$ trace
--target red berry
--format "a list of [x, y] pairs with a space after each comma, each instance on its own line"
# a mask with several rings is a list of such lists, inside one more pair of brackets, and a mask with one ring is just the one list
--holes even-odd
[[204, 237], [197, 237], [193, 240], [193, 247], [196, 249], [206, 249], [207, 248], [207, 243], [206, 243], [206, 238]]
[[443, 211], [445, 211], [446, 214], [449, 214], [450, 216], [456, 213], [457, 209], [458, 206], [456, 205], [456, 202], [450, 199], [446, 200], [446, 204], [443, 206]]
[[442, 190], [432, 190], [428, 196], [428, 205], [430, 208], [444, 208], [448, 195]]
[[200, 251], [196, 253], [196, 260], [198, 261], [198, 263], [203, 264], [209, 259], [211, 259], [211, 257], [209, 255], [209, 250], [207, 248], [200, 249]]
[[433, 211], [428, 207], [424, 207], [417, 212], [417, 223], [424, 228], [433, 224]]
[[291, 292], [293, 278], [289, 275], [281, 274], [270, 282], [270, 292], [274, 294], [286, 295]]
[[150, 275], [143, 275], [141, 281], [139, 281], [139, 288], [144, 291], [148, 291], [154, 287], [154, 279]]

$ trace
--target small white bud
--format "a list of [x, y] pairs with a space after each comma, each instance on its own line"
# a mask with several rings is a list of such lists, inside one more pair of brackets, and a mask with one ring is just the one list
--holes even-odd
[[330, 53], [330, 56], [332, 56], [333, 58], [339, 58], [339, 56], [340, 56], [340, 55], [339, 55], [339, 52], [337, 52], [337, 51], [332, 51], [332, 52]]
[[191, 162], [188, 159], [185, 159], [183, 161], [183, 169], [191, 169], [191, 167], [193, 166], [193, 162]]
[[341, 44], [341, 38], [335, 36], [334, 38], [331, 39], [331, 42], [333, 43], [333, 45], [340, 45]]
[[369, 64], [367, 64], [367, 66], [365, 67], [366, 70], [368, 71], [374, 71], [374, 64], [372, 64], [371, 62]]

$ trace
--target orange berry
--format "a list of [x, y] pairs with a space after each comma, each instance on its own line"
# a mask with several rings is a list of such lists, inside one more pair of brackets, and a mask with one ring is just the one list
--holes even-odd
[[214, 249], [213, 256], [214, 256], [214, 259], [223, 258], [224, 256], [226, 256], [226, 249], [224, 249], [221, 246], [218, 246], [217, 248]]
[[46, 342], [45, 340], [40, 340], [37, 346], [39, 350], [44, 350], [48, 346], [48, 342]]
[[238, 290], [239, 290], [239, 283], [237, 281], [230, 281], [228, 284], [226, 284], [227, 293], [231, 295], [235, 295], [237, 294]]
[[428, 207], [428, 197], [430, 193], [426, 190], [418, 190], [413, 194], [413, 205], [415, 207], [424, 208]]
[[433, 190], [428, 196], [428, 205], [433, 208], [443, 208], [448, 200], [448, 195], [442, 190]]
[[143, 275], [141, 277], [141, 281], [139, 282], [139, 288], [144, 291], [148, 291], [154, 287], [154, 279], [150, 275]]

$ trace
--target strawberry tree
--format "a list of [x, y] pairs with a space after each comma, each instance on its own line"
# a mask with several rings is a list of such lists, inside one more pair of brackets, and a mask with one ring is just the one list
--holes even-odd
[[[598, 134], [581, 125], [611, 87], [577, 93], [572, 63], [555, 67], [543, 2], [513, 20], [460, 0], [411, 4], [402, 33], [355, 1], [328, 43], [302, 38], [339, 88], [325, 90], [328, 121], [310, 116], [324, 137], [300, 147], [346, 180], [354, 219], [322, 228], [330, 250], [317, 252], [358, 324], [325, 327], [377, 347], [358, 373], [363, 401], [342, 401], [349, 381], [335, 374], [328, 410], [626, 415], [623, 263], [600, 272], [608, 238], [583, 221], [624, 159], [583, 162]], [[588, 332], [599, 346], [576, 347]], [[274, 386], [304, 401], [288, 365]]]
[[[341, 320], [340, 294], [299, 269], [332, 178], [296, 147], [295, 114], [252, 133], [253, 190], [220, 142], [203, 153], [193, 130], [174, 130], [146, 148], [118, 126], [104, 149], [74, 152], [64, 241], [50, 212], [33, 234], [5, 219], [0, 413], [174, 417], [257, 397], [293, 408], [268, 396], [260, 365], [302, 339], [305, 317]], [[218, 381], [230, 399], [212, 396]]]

════════════════

WHAT IS REQUIRED: Transcribe every entry in the listing, word for word.

TASK SOLUTION:
$ trace
--target red berry
--format "a list of [x, y] pairs with a space after each comma, each instance on its own line"
# a mask with several rings is a list of such lists, inside one more pair of brackets, and a mask with one ring is just the one list
--holes even-odd
[[204, 237], [197, 237], [193, 240], [193, 247], [196, 249], [206, 249], [207, 248], [207, 243], [206, 243], [206, 238]]
[[443, 211], [445, 211], [446, 214], [449, 214], [450, 216], [456, 213], [457, 209], [458, 206], [456, 205], [456, 202], [450, 199], [446, 200], [446, 204], [443, 206]]
[[442, 190], [432, 190], [428, 196], [428, 205], [430, 208], [444, 208], [448, 195]]
[[200, 251], [196, 253], [196, 260], [198, 261], [198, 263], [203, 264], [209, 259], [211, 259], [211, 257], [209, 255], [209, 250], [207, 248], [200, 249]]
[[433, 211], [428, 207], [424, 207], [417, 212], [417, 223], [424, 228], [433, 224]]
[[291, 292], [293, 278], [289, 275], [281, 274], [270, 282], [270, 292], [274, 294], [286, 295]]
[[150, 275], [143, 275], [141, 281], [139, 281], [139, 288], [144, 291], [148, 291], [154, 287], [154, 279]]

$ trace
--target small white bud
--format "a list of [x, y] pairs with a space after each comma, each instance on its own line"
# a mask with several rings is a list of such lists, inside one more pair of brackets, and a mask with one ring is just the one list
--holes even-odd
[[330, 53], [330, 56], [332, 56], [333, 58], [339, 58], [339, 56], [340, 56], [340, 55], [339, 55], [339, 52], [337, 52], [337, 51], [332, 51], [332, 52]]
[[191, 162], [188, 159], [185, 159], [183, 161], [183, 169], [191, 169], [191, 167], [193, 166], [193, 162]]
[[341, 44], [341, 38], [335, 36], [334, 38], [331, 39], [331, 42], [333, 43], [333, 45], [340, 45]]
[[369, 64], [367, 64], [367, 66], [365, 67], [366, 70], [368, 71], [374, 71], [374, 64], [372, 64], [371, 62]]

$ trace
--target orange berry
--format "a list of [x, y] pairs with a space after each comma, each instance on its own line"
# a mask with several rings is a list of such lists, inside one more pair of brackets, and a mask with one ring is just the one list
--holes even-odd
[[214, 249], [213, 256], [214, 256], [214, 259], [223, 258], [224, 256], [226, 256], [226, 249], [224, 249], [221, 246], [218, 246], [217, 248]]
[[46, 342], [45, 340], [40, 340], [37, 346], [39, 350], [44, 350], [48, 346], [48, 342]]
[[238, 290], [239, 290], [239, 283], [237, 281], [230, 281], [228, 284], [226, 284], [227, 293], [231, 295], [235, 295], [237, 294]]
[[428, 207], [428, 197], [430, 193], [426, 190], [418, 190], [413, 194], [413, 205], [415, 207], [424, 208]]
[[433, 190], [428, 196], [428, 205], [433, 208], [443, 208], [448, 200], [448, 195], [442, 190]]
[[143, 275], [141, 277], [141, 281], [139, 282], [139, 288], [144, 291], [148, 291], [154, 287], [154, 279], [150, 275]]

$ trace
--target strawberry tree
--format "a list of [x, y] pairs with a space after each comma, each instance on its own line"
# a mask with several rings is a list of such lists, inside one more pair of brackets, and a mask with one ring is just the one list
--holes even-odd
[[[598, 134], [581, 125], [611, 87], [577, 93], [572, 63], [555, 67], [543, 2], [513, 20], [460, 0], [411, 4], [402, 33], [355, 1], [328, 43], [302, 38], [339, 88], [325, 90], [328, 121], [310, 116], [324, 137], [300, 147], [346, 180], [354, 219], [322, 228], [330, 250], [317, 252], [358, 324], [325, 327], [377, 347], [358, 373], [363, 401], [342, 401], [349, 381], [335, 374], [328, 410], [626, 415], [623, 263], [600, 272], [608, 238], [583, 221], [624, 159], [583, 162]], [[588, 332], [599, 346], [576, 347]], [[274, 386], [304, 401], [288, 365]]]
[[[341, 320], [340, 294], [299, 269], [332, 178], [296, 147], [295, 114], [252, 133], [253, 190], [220, 142], [203, 153], [193, 130], [174, 130], [146, 148], [118, 126], [104, 149], [74, 152], [64, 241], [50, 212], [33, 234], [5, 219], [0, 413], [174, 417], [257, 397], [293, 408], [268, 396], [260, 365], [302, 339], [305, 317]], [[218, 381], [230, 399], [212, 396]]]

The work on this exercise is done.